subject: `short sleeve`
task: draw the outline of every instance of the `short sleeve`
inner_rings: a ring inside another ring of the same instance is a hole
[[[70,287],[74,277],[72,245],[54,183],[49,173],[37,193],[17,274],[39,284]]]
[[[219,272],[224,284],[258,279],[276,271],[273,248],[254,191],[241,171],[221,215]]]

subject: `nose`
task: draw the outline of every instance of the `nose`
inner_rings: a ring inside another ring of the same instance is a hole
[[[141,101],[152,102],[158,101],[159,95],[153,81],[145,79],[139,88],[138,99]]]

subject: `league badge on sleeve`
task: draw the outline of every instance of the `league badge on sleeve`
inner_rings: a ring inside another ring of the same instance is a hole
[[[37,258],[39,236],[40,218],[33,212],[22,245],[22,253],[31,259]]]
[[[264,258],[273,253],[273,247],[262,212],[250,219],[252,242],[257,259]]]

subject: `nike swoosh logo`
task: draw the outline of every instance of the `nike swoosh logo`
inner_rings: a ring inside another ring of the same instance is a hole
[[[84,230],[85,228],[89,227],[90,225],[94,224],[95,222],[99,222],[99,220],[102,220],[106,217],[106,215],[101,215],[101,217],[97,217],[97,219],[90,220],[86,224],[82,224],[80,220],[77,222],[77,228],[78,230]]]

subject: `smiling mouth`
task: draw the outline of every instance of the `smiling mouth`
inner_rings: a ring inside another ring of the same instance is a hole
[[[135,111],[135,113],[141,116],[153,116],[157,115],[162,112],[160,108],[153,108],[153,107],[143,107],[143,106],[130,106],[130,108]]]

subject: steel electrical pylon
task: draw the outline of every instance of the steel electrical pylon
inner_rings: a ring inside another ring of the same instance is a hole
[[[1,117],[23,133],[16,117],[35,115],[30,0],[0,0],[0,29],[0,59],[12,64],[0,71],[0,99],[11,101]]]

Directions:
Give only the count of lines in the data that include the string "sleeve".

Exercise solution:
4